··· Data to use

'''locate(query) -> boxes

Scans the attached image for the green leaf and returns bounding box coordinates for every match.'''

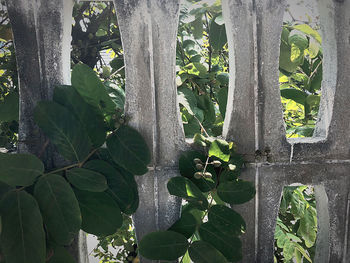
[104,83,125,110]
[34,174,81,245]
[169,212,197,239]
[0,92,19,122]
[192,16,203,39]
[84,159,138,214]
[107,125,151,175]
[293,24,322,44]
[71,63,116,114]
[279,36,300,73]
[74,189,122,236]
[0,181,13,201]
[178,86,198,116]
[67,168,107,192]
[283,240,295,261]
[217,180,256,204]
[189,241,228,263]
[209,21,227,51]
[288,30,308,50]
[199,222,242,262]
[178,150,216,192]
[208,205,246,236]
[167,176,208,210]
[139,231,189,261]
[217,73,229,85]
[0,191,46,263]
[280,88,307,106]
[297,206,317,248]
[209,139,230,162]
[306,94,320,108]
[217,87,228,118]
[0,153,44,186]
[196,94,216,127]
[53,85,106,148]
[47,246,76,263]
[34,101,92,162]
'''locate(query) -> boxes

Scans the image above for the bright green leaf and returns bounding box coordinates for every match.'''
[209,139,230,162]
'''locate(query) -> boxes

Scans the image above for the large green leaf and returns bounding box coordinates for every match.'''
[0,181,13,201]
[47,246,76,263]
[71,63,115,114]
[0,191,46,263]
[178,86,198,116]
[208,139,230,162]
[74,189,122,236]
[196,94,216,127]
[297,206,317,248]
[280,88,307,106]
[199,222,242,262]
[208,205,246,236]
[34,174,81,245]
[293,24,322,44]
[188,241,228,263]
[169,212,197,239]
[217,180,256,204]
[0,92,19,122]
[209,20,227,51]
[67,168,107,192]
[167,176,208,210]
[34,101,92,162]
[106,125,151,175]
[53,85,106,147]
[0,153,44,186]
[279,35,300,73]
[288,30,308,51]
[84,159,138,214]
[139,231,189,261]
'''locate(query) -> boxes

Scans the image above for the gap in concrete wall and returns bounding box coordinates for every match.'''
[280,0,323,139]
[71,2,135,263]
[274,185,318,262]
[177,0,228,139]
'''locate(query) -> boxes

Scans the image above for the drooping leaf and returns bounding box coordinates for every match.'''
[74,189,122,236]
[0,153,44,186]
[209,21,227,51]
[0,92,19,122]
[107,125,151,175]
[188,241,228,263]
[0,191,46,263]
[84,159,138,214]
[209,139,230,162]
[217,87,228,118]
[293,24,322,44]
[199,222,242,262]
[47,246,76,263]
[178,86,198,116]
[66,168,107,192]
[34,174,81,245]
[139,231,189,261]
[208,205,246,236]
[192,16,203,39]
[71,63,116,114]
[53,85,106,147]
[217,180,256,204]
[34,101,92,162]
[167,176,208,210]
[169,212,197,238]
[280,88,307,106]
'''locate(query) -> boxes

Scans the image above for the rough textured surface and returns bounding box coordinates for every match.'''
[7,0,350,262]
[223,0,350,262]
[113,0,185,262]
[6,1,89,262]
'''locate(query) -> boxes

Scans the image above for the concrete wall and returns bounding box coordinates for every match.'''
[6,0,350,262]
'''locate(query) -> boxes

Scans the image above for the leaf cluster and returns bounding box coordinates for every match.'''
[138,134,256,263]
[0,64,151,263]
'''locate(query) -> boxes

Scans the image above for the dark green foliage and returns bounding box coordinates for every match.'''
[0,63,150,262]
[139,134,255,262]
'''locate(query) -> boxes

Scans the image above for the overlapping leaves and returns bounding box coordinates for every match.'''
[0,63,150,263]
[139,134,255,262]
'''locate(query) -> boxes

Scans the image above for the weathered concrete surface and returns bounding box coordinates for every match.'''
[223,0,350,262]
[113,0,185,262]
[6,1,89,262]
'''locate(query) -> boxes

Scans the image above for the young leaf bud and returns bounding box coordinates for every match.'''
[212,160,221,167]
[204,172,212,178]
[228,164,236,171]
[193,158,203,164]
[195,163,204,170]
[194,172,202,179]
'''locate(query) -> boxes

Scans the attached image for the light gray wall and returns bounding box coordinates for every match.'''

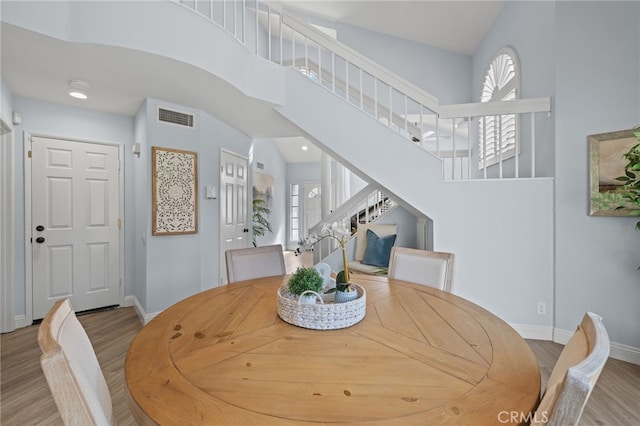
[10,97,135,317]
[554,1,640,347]
[349,171,367,195]
[471,0,640,350]
[133,101,148,308]
[279,69,554,329]
[472,0,556,179]
[141,98,252,313]
[252,138,287,247]
[336,23,472,105]
[143,100,201,312]
[1,79,13,126]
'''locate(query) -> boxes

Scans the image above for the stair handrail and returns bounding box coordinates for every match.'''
[303,184,396,261]
[174,0,552,180]
[279,11,441,114]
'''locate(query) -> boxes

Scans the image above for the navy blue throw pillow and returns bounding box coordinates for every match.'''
[361,229,397,267]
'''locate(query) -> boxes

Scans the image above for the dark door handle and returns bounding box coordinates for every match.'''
[36,237,45,244]
[243,228,249,233]
[36,225,45,232]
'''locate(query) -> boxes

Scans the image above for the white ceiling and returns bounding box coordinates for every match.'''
[281,0,505,55]
[1,1,504,163]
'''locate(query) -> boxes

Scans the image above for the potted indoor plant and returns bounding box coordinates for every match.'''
[287,267,324,304]
[252,198,273,247]
[296,222,358,303]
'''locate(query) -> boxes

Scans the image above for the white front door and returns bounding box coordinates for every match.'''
[31,136,121,319]
[220,150,248,285]
[303,182,322,237]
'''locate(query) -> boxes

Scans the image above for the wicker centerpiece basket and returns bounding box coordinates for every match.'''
[277,284,366,330]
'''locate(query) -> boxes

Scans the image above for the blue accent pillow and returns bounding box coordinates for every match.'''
[361,229,397,267]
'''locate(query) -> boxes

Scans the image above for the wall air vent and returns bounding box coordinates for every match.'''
[158,108,194,127]
[257,162,265,170]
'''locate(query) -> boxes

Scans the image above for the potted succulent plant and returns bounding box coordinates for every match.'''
[287,267,324,304]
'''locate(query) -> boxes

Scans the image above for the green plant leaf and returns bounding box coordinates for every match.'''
[252,198,273,244]
[287,267,324,295]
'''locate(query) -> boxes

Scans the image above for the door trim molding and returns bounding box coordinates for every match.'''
[0,119,15,332]
[24,132,125,324]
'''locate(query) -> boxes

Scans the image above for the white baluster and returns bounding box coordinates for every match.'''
[467,116,471,180]
[360,69,363,110]
[498,115,503,179]
[450,118,455,180]
[531,112,536,178]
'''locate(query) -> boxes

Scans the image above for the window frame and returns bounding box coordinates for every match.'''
[290,183,300,243]
[478,47,521,170]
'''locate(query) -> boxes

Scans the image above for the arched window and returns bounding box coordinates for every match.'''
[307,186,321,198]
[478,47,520,168]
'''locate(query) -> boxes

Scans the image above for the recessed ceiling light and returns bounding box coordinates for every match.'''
[301,145,308,151]
[69,91,88,100]
[68,79,89,99]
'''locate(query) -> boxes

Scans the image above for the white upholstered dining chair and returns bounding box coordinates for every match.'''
[225,244,286,283]
[532,311,610,426]
[387,246,455,293]
[37,298,114,426]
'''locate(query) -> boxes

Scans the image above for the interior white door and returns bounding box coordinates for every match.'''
[220,151,248,285]
[31,137,120,319]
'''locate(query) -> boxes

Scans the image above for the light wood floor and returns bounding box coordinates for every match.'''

······

What you should do :: Return the listing above unchanged, apart from dropping its pictures.

Finished task ::
'''locate(query) -> boxes

Scans the attached image for the green leaf and returns bounding box coordinates for every match.'''

[104,83,125,110]
[34,174,81,245]
[169,212,197,239]
[0,92,19,122]
[192,16,203,39]
[84,159,138,214]
[107,125,151,175]
[293,24,322,44]
[71,63,116,114]
[279,36,300,73]
[74,189,122,236]
[0,181,13,201]
[178,86,198,116]
[67,168,107,192]
[283,240,295,261]
[217,180,256,204]
[189,241,228,263]
[209,21,227,51]
[288,30,308,50]
[199,222,242,262]
[178,150,216,192]
[208,205,246,236]
[167,176,208,210]
[139,231,189,261]
[217,73,229,85]
[0,191,46,263]
[280,88,307,106]
[297,206,317,248]
[209,139,230,162]
[306,94,320,108]
[217,87,228,118]
[0,153,44,186]
[196,94,216,127]
[53,85,106,148]
[47,246,76,263]
[34,101,92,162]
'''locate(query) -> boxes

Scans the image above for the bright green leaf and returns bounding box coordinates for every match.'''
[209,139,230,162]
'''locate(query) -> boxes

Scans the image above for the large green leaf and returns bounding box coordinates for every match.'''
[0,181,13,201]
[47,246,76,263]
[71,63,115,114]
[0,191,46,263]
[178,86,198,116]
[208,139,230,162]
[74,189,122,236]
[196,94,216,127]
[297,206,317,248]
[280,88,307,106]
[199,222,242,262]
[208,205,246,236]
[34,174,81,245]
[293,24,322,44]
[188,241,228,263]
[169,212,197,239]
[217,180,256,204]
[0,92,19,122]
[209,20,227,51]
[67,168,107,192]
[167,176,208,210]
[34,101,92,162]
[106,125,151,175]
[53,85,106,147]
[0,153,44,186]
[279,35,300,73]
[288,30,308,51]
[84,159,138,214]
[139,231,189,261]
'''locate(query) -> boxes

Scans the image above for the gap in concrete wall and returns bounding box coordinates for every match.'''
[280,0,323,139]
[71,2,135,263]
[274,185,318,262]
[177,0,228,139]
'''locate(query) -> boxes

Scans the image above for the drooping leaf and returns bounding box coordinates for every match.'''
[74,189,122,236]
[0,153,44,186]
[209,21,227,51]
[0,92,19,122]
[107,125,151,175]
[188,241,228,263]
[0,191,46,263]
[84,159,138,214]
[209,139,230,162]
[217,87,228,118]
[293,24,322,44]
[199,222,242,262]
[47,246,76,263]
[178,86,198,116]
[66,168,107,192]
[34,174,81,245]
[139,231,189,261]
[208,205,246,236]
[192,16,203,39]
[71,63,116,114]
[53,85,106,147]
[217,180,256,204]
[34,101,92,162]
[167,176,208,210]
[169,212,197,238]
[280,88,307,106]
'''locate(query) -> boxes

Scans the image above for the rough textured surface and returns bounding box coordinates for every match.'''
[7,0,350,262]
[223,0,350,262]
[113,0,185,262]
[6,1,89,262]
'''locate(query) -> boxes

Scans the image above for the concrete wall and returns bounding box coordinates for every match.'''
[6,0,350,262]
'''locate(query) -> boxes

Scans the image above for the leaf cluster and returns bounding box coordinates for every match.'''
[138,134,256,263]
[0,64,151,263]
'''locate(query) -> boxes

Scans the image above for the dark green foliage and returns bounding box coordinates for every match.'''
[0,63,150,262]
[139,134,255,262]
'''locate(query) -> boxes

Scans the image above for the overlapping leaves and returns bounding box coordinates for every match.'''
[0,63,150,263]
[139,134,255,262]
'''locate(query) -> boxes

Scans the image above for the weathered concrete surface and returns bounding box coordinates for every match.'''
[223,0,350,262]
[113,0,185,262]
[6,1,89,262]
'''locate(query) -> boxes

Scans the image above for the young leaf bud and returns bounding box coordinates for every match.'''
[212,160,221,167]
[204,172,212,178]
[228,164,236,171]
[193,158,203,164]
[195,163,204,170]
[194,172,202,179]
'''locate(query) -> boxes

Scans the attached image for the light gray wall and returns bounding box coordinates for every match.'''

[10,97,135,317]
[554,1,640,347]
[349,171,367,195]
[471,0,640,350]
[133,101,148,308]
[279,69,554,329]
[472,0,556,179]
[141,98,252,313]
[252,138,287,247]
[336,23,472,105]
[143,100,201,312]
[1,79,13,126]
'''locate(query) -> boxes

Scans the image above for the stair handrail and returns bounding box coordinates for every match.'''
[303,184,396,261]
[174,0,552,180]
[279,11,441,114]
'''locate(query) -> boxes

Scans the image above for the navy blue throw pillow and returns bounding box coordinates for every match.'''
[361,229,397,267]
'''locate(query) -> boxes

Scans the image above for the dark door handle and returns bounding box coordinates for every match.'''
[36,237,45,244]
[243,228,249,233]
[36,225,45,232]
'''locate(query) -> boxes

Scans the image above for the white ceiling and returns bounding box coordinates for every match.'''
[281,0,505,55]
[1,1,504,163]
'''locate(query) -> boxes

Scans the image above for the potted indoor plant and returns bounding box coordinates for every match.'''
[287,267,324,304]
[252,198,273,247]
[296,222,358,303]
'''locate(query) -> boxes

Scans the image above for the white front door and returns bounding box coordinates for every match.'''
[31,136,121,319]
[220,150,248,285]
[303,182,322,237]
'''locate(query) -> boxes

Scans the image above for the wicker centerpiece basket and returns bounding box coordinates for every match.'''
[277,284,366,330]
'''locate(query) -> boxes

Scans the image above for the blue accent pillow and returns bounding box coordinates for every match.'''
[361,229,397,267]
'''locate(query) -> boxes

Scans the image above for the wall air vent and returns bounding box coordinates for every match.'''
[158,108,194,127]
[257,162,265,170]
'''locate(query) -> boxes

Scans the image above for the potted succulent plant and returns bounding box coordinates for every match.'''
[287,267,324,304]
'''locate(query) -> boxes

Scans the image above for the green plant leaf and returns bounding box coordinates for every match.'''
[252,198,273,244]
[287,267,324,295]
'''locate(query) -> boxes

Scans the image above for the door trim molding and returns bounding box coordinates for every match.'''
[0,119,15,332]
[24,132,125,324]
'''locate(query) -> boxes

Scans the image above for the white baluster and returns bounding box coordinates for every match.'''
[467,116,471,180]
[360,69,363,110]
[498,115,503,179]
[450,118,455,180]
[531,112,536,178]
'''locate(query) -> boxes

Scans the image above for the window frame and returns bounding box coordinates for every match.'''
[290,183,300,243]
[478,47,521,170]
'''locate(query) -> boxes

Scans the image above for the arched window and returns bounding box coordinates for every match.'''
[307,186,321,198]
[478,47,520,168]
'''locate(query) -> boxes

Scans the image above for the recessed ceiling light and returns bounding box coordinates for every match.'''
[301,145,308,151]
[69,91,88,100]
[68,79,89,99]
'''locate(query) -> boxes

Scans the image above for the white upholstered dining chair and returns bounding box coordinates for every match.'''
[225,244,286,283]
[532,311,610,426]
[387,246,455,293]
[37,298,114,426]
'''locate(query) -> boxes

Scans the image above for the interior white door and returns bounding box coordinates for every match.'''
[220,151,248,285]
[31,137,120,319]
'''locate(query) -> boxes

Scans the image above for the light wood floor and returns bounding box coordinates for every match.'''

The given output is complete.